Copy each line below without leaving any out.

Stored dataset items:
———

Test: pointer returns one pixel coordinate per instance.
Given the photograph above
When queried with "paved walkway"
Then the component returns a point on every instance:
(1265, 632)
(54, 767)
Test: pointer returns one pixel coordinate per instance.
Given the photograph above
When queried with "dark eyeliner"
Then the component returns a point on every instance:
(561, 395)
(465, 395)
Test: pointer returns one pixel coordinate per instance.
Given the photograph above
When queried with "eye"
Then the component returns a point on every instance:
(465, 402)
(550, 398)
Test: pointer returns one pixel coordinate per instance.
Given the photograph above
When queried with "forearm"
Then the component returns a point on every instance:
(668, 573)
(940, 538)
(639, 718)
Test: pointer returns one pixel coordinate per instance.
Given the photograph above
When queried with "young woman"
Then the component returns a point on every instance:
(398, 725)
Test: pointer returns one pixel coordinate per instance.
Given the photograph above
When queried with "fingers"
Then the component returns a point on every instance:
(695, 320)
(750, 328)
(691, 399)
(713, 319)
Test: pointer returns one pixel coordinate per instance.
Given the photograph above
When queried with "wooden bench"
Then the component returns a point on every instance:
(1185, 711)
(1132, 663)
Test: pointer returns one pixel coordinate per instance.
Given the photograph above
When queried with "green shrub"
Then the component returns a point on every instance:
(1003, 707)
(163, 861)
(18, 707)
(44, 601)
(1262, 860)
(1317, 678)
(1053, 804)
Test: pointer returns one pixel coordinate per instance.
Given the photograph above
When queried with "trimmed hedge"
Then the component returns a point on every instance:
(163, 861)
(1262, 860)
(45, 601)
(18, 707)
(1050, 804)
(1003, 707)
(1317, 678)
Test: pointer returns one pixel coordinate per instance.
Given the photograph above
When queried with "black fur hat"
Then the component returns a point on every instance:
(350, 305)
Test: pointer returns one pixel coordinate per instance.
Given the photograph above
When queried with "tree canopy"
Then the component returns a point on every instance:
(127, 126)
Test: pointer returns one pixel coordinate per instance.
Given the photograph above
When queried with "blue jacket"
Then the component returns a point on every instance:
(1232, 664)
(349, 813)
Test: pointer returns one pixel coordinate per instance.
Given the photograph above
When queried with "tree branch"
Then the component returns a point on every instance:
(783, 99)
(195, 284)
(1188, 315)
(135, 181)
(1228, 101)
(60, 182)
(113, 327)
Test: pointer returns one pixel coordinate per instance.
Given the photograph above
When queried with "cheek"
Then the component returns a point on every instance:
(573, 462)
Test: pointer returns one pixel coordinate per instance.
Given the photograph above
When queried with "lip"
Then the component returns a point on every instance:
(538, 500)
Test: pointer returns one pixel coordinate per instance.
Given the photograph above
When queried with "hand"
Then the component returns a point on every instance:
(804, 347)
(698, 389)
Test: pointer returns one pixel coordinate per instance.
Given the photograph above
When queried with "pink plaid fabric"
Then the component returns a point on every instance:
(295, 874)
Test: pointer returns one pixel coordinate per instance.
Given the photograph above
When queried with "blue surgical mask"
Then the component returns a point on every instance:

———

Full response:
Test: pointer returns one pixel coordinate per instance.
Given the photograph above
When queried with "paved walkway"
Then the component returns a point on every instance:
(1265, 632)
(54, 767)
Test: pointer returns one pixel coordinate per instance.
Given the photograph above
When queried with "dark eyeliner"
Then the component returns a point on every instance:
(561, 395)
(465, 395)
Test: pointer returns one pixel coordinate per instance.
Given the photograph above
When queried with "eye"
Then the component returns a point on every instance:
(465, 402)
(550, 398)
Test: pointer returns one pixel coordinate per instance.
Given the photograph above
When queried with "forearm"
Then the component returns a point on every instance:
(668, 573)
(940, 538)
(639, 718)
Test: pointer returns one pixel coordinate per instance.
Given the photograph above
When queried with "young woman"
Then the component returns a point on every instance:
(398, 725)
Test: pointer returns one pixel coordinate per instance.
Given the photograph above
When queried with "fingers"
Then the component returns a point on every instance:
(695, 320)
(750, 328)
(691, 399)
(713, 319)
Test: pointer returns one pixel coordinate per instance.
Given the photograph above
When queried with "wooden bench"
Then the component returns a point on every instance:
(1185, 711)
(1132, 663)
Test: pointer returns one pixel coordinate per instance.
Given the photograph above
When queried with "green shrub"
Then the component returns a point on every instance:
(1003, 707)
(163, 861)
(18, 707)
(44, 601)
(1262, 860)
(1317, 678)
(1053, 804)
Test: pointer returns one pixel coordinate per instance.
Given the photograph above
When queried with "trimmed hedge"
Then the component returns a point on every instance:
(163, 861)
(1262, 860)
(45, 601)
(18, 707)
(1050, 804)
(1003, 707)
(1317, 678)
Test: pointer returns one pixel coordinate per instance.
Given the photograph above
When queried with "black fur hat"
Then the component returns a point on every instance:
(350, 305)
Test: pointer returns one pixel coordinate per instance.
Given the photograph above
When queried with "tree canopy"
Then the component returns a point on every instance:
(127, 126)
Test: pointer returns one pixel coordinate per instance.
Given the photograph above
When queried with "blue jacket"
Then the component returns a point on every instance:
(1232, 664)
(349, 813)
Test: pointer returns one pixel coordinate per instance.
Given the photograph above
When queried with "tree branch"
Then the component returns a point on every instance:
(783, 99)
(195, 284)
(1188, 315)
(135, 181)
(1228, 101)
(60, 182)
(113, 327)
Test: pointer returns one pixel coordinate per instance.
Given the photograph above
When queried with "cheek"
Then the component returns a point on every instance:
(573, 462)
Test: pointer returns one pixel coordinate per instance.
Given the photograph above
When queried with "lip"
Then the component returns a point on every instance:
(538, 500)
Test: pointer returns one pixel coordinate per instance.
Given the photograph above
When queried with "hand"
Then the component returns a point on every instance:
(804, 347)
(698, 389)
Test: pointer returns one pixel coordinate per instance.
Given the photograph above
When queried with "pink plaid fabric"
Then the component returns a point on every instance:
(295, 874)
Test: pointer returns one pixel coordinate per instance.
Given the photograph above
When queried with "blue surgical mask"
Then the component returns a point on every instance:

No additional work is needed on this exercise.